__GIVEN INSTRUCTION__. The entries below should be output exactly as written.

__Dataset records__.
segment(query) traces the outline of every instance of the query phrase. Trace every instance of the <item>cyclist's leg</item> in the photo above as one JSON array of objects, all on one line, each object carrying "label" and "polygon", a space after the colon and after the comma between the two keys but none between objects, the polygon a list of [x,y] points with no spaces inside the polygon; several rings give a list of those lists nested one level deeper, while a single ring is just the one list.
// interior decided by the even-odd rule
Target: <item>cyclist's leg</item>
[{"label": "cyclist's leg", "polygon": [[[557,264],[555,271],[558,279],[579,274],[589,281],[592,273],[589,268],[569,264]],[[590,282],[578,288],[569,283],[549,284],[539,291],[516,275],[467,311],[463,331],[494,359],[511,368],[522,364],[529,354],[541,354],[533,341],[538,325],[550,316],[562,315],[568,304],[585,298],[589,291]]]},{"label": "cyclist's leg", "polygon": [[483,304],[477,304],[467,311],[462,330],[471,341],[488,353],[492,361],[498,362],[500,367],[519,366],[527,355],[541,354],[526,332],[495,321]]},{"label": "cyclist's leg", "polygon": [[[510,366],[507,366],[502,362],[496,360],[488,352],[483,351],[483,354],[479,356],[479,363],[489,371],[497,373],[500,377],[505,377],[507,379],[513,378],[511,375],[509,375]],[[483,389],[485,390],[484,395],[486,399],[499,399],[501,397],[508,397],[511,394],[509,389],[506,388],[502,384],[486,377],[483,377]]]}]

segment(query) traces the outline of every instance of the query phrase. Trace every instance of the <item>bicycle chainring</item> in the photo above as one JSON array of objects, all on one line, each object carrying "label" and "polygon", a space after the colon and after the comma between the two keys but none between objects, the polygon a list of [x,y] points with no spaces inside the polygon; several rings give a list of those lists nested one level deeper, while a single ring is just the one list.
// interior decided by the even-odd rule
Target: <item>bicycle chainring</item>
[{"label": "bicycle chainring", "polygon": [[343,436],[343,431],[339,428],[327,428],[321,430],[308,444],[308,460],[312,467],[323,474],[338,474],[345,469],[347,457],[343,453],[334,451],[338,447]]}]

__THE REPLY__.
segment(query) traces the outline of every instance of the query phrase. Trace every instance of the <item>cyclist's leg</item> in the photo above as one JSON array of objects, all on one line, each object carrying "label" and "polygon", a space after the colon and after the comma between the two keys but none between objects, the polygon a list of [x,y] points with no spaces inside the polygon; several rings give a list of those lists nested one level deeper, while a single ring is just the one list.
// interior decided by the even-odd rule
Target: <item>cyclist's leg</item>
[{"label": "cyclist's leg", "polygon": [[[557,264],[555,271],[558,279],[579,274],[589,281],[592,273],[589,268],[569,264]],[[590,282],[578,288],[569,283],[549,284],[539,291],[516,275],[467,311],[463,331],[494,359],[511,368],[522,364],[529,354],[541,354],[533,341],[538,325],[550,316],[562,315],[568,304],[585,298],[589,291]]]},{"label": "cyclist's leg", "polygon": [[483,304],[477,304],[467,311],[462,330],[471,341],[488,353],[492,361],[498,362],[500,367],[519,366],[527,355],[541,354],[526,332],[495,321]]},{"label": "cyclist's leg", "polygon": [[[510,366],[507,366],[502,362],[496,360],[488,352],[483,351],[483,354],[479,356],[479,363],[489,371],[497,373],[500,377],[505,377],[507,379],[513,378],[511,375],[509,375]],[[483,389],[485,390],[484,395],[486,399],[499,399],[501,397],[508,397],[511,394],[509,389],[506,388],[502,384],[486,377],[483,377]]]}]

segment(query) traces the outline of every instance of the query phrase. Trace every instance of the <item>bicycle chainring</item> in the photo above as one JSON array of objects, all on one line, each object carrying "label" and "polygon", a space after the colon and after the comma between the two keys but none between objects, the polygon a list of [x,y] points with no spaces inside the polygon; several rings give a list of those lists nested one level deeper, while a single ring is just the one list.
// interior decided by the even-odd rule
Target: <item>bicycle chainring</item>
[{"label": "bicycle chainring", "polygon": [[343,436],[343,431],[339,428],[327,428],[321,430],[308,444],[308,460],[312,467],[323,474],[338,474],[345,469],[347,457],[343,453],[334,451],[338,447]]}]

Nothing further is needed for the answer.